* About this task:
When a line below contains the string "yellow", show that line.

* Point localization data:
-=-=-=-=-

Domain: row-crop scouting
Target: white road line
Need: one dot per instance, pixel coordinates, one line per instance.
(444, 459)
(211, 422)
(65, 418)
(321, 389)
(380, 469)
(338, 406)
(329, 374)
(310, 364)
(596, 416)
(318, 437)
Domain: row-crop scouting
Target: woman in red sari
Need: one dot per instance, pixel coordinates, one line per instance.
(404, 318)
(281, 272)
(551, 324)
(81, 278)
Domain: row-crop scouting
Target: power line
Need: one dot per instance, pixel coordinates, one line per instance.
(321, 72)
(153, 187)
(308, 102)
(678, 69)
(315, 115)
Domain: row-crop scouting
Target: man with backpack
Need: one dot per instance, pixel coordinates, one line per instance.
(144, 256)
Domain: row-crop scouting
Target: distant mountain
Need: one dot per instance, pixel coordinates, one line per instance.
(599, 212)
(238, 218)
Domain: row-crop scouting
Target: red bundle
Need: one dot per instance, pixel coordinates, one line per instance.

-=-=-=-=-

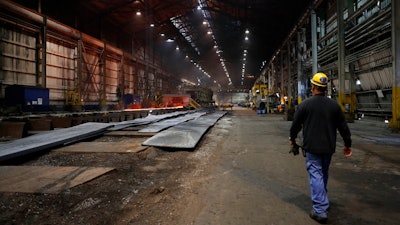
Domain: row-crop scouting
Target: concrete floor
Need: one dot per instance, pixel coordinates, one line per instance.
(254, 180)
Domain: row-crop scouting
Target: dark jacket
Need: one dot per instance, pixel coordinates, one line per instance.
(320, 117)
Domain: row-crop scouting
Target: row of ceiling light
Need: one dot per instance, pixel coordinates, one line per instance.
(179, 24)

-=-=-=-=-

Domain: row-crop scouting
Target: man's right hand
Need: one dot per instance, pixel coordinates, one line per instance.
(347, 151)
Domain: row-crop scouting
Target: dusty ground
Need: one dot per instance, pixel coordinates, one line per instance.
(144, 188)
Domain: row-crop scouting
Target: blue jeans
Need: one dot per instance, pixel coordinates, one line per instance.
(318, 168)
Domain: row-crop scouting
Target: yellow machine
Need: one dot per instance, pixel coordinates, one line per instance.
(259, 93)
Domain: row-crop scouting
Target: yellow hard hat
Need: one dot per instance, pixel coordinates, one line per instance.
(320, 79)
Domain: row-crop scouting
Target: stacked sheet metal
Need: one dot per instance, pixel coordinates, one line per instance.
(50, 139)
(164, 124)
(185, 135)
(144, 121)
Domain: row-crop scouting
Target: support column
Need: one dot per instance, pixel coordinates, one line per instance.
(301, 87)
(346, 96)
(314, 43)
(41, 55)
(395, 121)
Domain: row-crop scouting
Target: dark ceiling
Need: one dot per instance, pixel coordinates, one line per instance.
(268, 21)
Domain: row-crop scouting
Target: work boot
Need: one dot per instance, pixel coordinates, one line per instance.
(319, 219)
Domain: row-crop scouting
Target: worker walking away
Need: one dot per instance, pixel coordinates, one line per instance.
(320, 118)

-=-=-=-=-

* Response to this exercise:
Target: yellow machine
Target: yellow hard hat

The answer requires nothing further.